-- TASK --
Could you transcribe all the entries exactly, omitting the pictures?
- - -
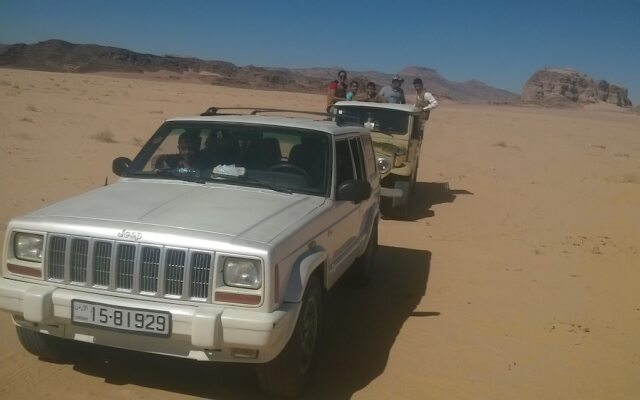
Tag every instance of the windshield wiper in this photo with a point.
(252, 181)
(189, 176)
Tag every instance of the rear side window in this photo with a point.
(369, 157)
(350, 160)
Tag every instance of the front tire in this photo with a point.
(42, 345)
(290, 372)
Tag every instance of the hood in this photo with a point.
(248, 213)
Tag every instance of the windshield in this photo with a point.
(280, 158)
(378, 119)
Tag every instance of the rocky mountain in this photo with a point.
(472, 91)
(61, 56)
(565, 87)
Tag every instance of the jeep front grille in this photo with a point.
(129, 267)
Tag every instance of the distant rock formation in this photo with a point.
(564, 87)
(61, 56)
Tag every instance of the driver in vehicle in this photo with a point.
(188, 148)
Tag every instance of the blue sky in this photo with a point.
(499, 42)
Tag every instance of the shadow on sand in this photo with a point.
(426, 195)
(360, 329)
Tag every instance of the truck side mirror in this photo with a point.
(120, 165)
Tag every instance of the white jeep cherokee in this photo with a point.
(218, 243)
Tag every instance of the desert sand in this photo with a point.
(516, 275)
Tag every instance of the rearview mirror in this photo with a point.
(120, 165)
(353, 190)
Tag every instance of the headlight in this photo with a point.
(28, 246)
(242, 272)
(383, 165)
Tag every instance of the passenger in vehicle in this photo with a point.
(424, 99)
(353, 90)
(372, 94)
(188, 148)
(394, 93)
(337, 90)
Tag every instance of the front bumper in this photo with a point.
(203, 332)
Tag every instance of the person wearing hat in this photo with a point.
(424, 99)
(393, 93)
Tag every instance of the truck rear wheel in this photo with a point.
(290, 372)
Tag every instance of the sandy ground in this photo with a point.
(517, 275)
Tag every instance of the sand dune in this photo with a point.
(517, 275)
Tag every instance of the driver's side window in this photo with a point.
(349, 160)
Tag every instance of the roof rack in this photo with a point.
(255, 111)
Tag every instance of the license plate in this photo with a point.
(132, 320)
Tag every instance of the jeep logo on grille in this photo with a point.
(125, 234)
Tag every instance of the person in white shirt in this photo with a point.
- - -
-- ANSWER BELOW --
Tag every instance of the windshield wiper in this photo with a point.
(252, 181)
(189, 176)
Tag every instance of the rear side window in this photo with a point.
(369, 157)
(350, 160)
Tag every instance of the front tire in this photo with a point.
(42, 345)
(290, 372)
Tag every instance of the hood in this photo with a point.
(248, 213)
Tag every instance of the windshield in this photo with a point.
(280, 158)
(378, 119)
Tag every instance of the rocky mountain in this photo with a point.
(472, 91)
(61, 56)
(565, 87)
Tag every instance of the jeep front grille in this photo with a point.
(129, 267)
Tag every instance of the distant rock formation in this photo with a point.
(564, 87)
(61, 56)
Tag every instance of the driver in vehicle in this photo with a point.
(188, 148)
Tag every instance of the blue sky in this photo with a point.
(499, 42)
Tag every instance of the shadow on sand in this photo with a point.
(426, 195)
(360, 329)
Tag every instance of the truck side mirror in this photo with a point.
(120, 165)
Tag every instance of the white jeep cherokee in this photo with a point.
(218, 243)
Tag every instance of the desert sand in this photo with a point.
(516, 275)
Tag every instance of the rearview mirror in this photo with a point.
(120, 165)
(353, 190)
Tag every instance of the headlight in this photo with a point.
(28, 246)
(242, 272)
(383, 165)
Tag every instance of the passenger in vehicle in this photo with a point.
(424, 99)
(353, 90)
(372, 94)
(188, 148)
(394, 93)
(337, 90)
Tag every instance of the front bumper in this photo with a point.
(203, 332)
Tag every instance of the person wearing hat in this photo with a point.
(424, 99)
(393, 93)
Tag every instance of the truck rear wheel in this photo with a point.
(290, 372)
Tag every instance of the sandy ground in this photo with a point.
(517, 275)
Tag every instance of the sand dune in this photo with a point.
(517, 275)
Tag every instance of the driver's side window in this photo with a point.
(349, 160)
Tag every instance of the roof rack in this photo with a point.
(255, 111)
Tag every instance of the license plate in this photo with a point.
(132, 320)
Tag every instance of the jeep logo on grille in this photo with a point.
(125, 234)
Tag every instance of the person in white shirt in this photo with a point.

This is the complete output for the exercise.